**DOCUMENT TEXT:**
────────

It's been a week filled with the unexplainable.
Interestingly, just last week, I had a long discussion with some students about all things noetic, spiritual, and ineffable. We talked about how, in this material world, we sometimes have extraordinary experiences for which there is little or no scientific data to understand the how or why something happened. And why it is so important, as aspiring mindful clinicians, to accept those experiences as real for people. Because.they.are.real.
You know those little things, right? Seeing a butterfly at just the right moment or some kind of sign or symbol of your Beloved?
I've experienced many of these, and I usually, scientist-wanna-ninja that I am, try to explain them away empirically.
This time, like several other times, I couldn't.
I've sat with it now for more than 24 hours, and I am still in awe of the experience.
It all started here with a client of the MISS Foundation whose little boy died almost 1-1/2 years ago. She has two surviving sons and is currently in her second trimester of a subsequent pregnancy. I haven't actually seen her in person for several weeks because she's been traveling.
Here is the email I sent her, and I'd like to note the time:
From: Joanne Cacciatore
Date: October 18, 2012 6:45:09 AM MST
To: Dr. Jo's client who will remain unnamed
At 10:30 am, just a few hours later, I got a phone call from this beautiful mama, and she was crying. Really crying. She had received my email.
"I'm having a girl, I'm having a girl!" she said sobbingly.
"Wait, what?" I said in disbelief.
"I'm having a baby girl!" she repeated.
What I did not know when I awoke from that strangely-placed dream was that she was getting ready, at that very moment, for an appointment with her doctor and within an hour or so, would find out that she was having a baby girl.
We were both... well, frankly, speechless. I sat with it all day.
Late last night I sent another email:
"At any point, did you tell me about the doctor's appointment today? I mean, did you mention it and maybe it was in my unconscious?"
Her immediate reply:
"I didn't tell you about the doctor's appointment. I just made it last minute..."
I don't know how to explain this but I know it happened.
What is the nature of reality? Why do these things happen? What does it mean about non-materiality?
I have no idea.
But for centuries, mystics have understood the meaningful power of synchronicity. From near death experiences to to meaningful coincidences to just plain unexplainable phenomena, scientists and theologians have grappled to understand how and why these things happen.
I'm remembering the night Elisabeth, my best friend and mentor, died in 2004. Just before her death, she told me when she died, she'd send me a sign that she was "dancing in the stars".
This is an excerpt I wrote from the book about her, Tea with Elisabeth:
On July 24, 2004, exactly one month before her death, I had a dream that Elisabeth died. In my dream, I was sobbing and mourning, feeling desperate to have my friend back. She appeared to me, surprised by my sadness. She told me to stop crying and assured me that she was fine. Then she told me not to worry, well-aware of my enduring tug-of-war with faith- she said reassuringly, “I’ll see you again one day”...

────────

**GIVEN DATA:**
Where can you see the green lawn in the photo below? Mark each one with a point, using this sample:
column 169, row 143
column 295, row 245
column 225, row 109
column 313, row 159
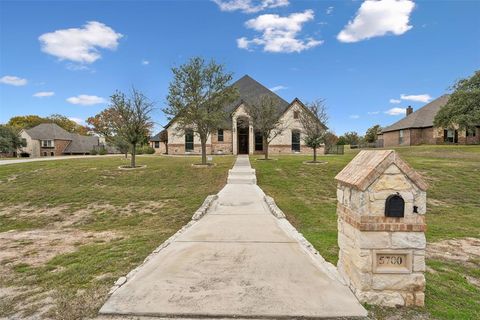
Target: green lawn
column 307, row 195
column 114, row 218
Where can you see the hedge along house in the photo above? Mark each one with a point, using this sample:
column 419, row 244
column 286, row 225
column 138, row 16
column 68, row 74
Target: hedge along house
column 48, row 140
column 238, row 134
column 417, row 128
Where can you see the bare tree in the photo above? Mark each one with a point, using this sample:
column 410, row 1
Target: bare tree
column 197, row 97
column 130, row 118
column 314, row 121
column 266, row 119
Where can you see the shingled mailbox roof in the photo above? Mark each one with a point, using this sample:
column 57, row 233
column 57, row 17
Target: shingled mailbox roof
column 369, row 165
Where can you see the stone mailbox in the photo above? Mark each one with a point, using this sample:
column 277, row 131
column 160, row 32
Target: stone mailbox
column 381, row 229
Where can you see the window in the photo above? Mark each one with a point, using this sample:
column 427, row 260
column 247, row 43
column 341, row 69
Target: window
column 450, row 136
column 220, row 135
column 188, row 140
column 47, row 143
column 258, row 141
column 296, row 141
column 471, row 132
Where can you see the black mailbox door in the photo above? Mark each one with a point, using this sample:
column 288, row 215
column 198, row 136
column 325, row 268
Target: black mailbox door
column 395, row 206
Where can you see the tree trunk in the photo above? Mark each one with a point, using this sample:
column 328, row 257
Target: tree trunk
column 134, row 150
column 203, row 141
column 265, row 147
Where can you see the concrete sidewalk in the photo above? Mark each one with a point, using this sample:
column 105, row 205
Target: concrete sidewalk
column 237, row 261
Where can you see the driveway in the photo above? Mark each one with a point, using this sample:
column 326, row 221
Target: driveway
column 238, row 261
column 24, row 160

────────

**WORK INSTRUCTIONS:**
a) From the post on synchronicity, list every header field of the email the author sent her client, giving each field with its value.
b) Reproduce the passage from the post on synchronicity, starting with "I've experienced many" and going on through "she's been traveling.".

**YOUR RESPONSES:**
a)
From: Joanne Cacciatore
Date: October 18, 2012 6:45:09 AM MST
To: Dr. Jo's client who will remain unnamed

b)
I've experienced many of these, and I usually, scientist-wanna-ninja that I am, try to explain them away empirically.
This time, like several other times, I couldn't.
I've sat with it now for more than 24 hours, and I am still in awe of the experience.
It all started here with a client of the MISS Foundation whose little boy died almost 1-1/2 years ago. She has two surviving sons and is currently in her second trimester of a subsequent pregnancy. I haven't actually seen her in person for several weeks because she's been traveling.